→ Your task
Reproduce verbatim only the line that holds "Segment picture frame" and the lines that follow it to the end of the listing.

→ Data section
=== Begin Enclosure ===
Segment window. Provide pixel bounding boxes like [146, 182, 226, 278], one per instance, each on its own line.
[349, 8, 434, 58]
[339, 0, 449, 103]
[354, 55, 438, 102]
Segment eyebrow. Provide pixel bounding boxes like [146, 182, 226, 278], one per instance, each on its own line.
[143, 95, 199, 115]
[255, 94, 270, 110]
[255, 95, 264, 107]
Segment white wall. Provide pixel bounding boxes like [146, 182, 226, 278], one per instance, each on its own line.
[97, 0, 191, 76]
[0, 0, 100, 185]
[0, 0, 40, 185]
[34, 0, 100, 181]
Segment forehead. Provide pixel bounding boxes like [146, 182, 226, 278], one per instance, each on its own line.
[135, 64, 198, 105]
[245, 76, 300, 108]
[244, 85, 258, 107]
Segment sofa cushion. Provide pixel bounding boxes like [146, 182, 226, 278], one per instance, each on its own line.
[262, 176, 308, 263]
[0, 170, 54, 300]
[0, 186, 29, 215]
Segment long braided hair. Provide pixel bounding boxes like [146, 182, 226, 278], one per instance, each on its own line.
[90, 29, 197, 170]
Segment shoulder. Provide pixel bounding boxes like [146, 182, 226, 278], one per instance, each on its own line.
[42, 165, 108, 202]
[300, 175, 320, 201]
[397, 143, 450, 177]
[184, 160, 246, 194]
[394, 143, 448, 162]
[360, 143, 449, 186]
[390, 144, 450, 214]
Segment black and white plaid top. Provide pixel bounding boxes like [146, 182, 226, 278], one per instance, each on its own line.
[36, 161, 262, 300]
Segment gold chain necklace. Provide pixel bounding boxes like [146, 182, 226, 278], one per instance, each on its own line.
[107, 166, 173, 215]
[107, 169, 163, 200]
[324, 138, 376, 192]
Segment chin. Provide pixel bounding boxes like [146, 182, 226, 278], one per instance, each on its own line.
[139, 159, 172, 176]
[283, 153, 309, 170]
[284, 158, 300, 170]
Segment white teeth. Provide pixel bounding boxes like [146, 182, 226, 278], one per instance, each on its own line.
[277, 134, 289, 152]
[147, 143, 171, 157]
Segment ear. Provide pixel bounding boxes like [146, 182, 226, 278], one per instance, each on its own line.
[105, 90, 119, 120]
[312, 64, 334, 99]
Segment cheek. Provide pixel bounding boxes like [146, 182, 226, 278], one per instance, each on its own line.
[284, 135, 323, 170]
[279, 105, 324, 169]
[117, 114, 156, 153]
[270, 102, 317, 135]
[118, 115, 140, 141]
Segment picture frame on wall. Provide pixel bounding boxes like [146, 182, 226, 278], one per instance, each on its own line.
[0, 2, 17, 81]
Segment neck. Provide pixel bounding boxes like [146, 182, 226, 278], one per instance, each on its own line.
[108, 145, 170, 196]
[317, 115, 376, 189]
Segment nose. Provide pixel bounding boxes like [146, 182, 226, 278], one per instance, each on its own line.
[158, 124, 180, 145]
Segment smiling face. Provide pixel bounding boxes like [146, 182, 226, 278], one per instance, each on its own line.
=== End Enclosure ===
→ Task response
Segment picture frame on wall. Provide pixel bounding boxes like [146, 182, 226, 278], one per instance, each on its own line.
[0, 2, 17, 81]
Segment neck. Provide pixel bounding boxes like [146, 182, 226, 278], one per instance, each on its own line.
[108, 145, 170, 196]
[317, 115, 376, 189]
Segment nose. Provide pixel bounding boxes like [146, 182, 226, 278], one per instance, each on its own line.
[158, 124, 180, 145]
Segment smiling face. Provide pixel bounding boxes like [146, 182, 226, 278], one per instance, each on its own line.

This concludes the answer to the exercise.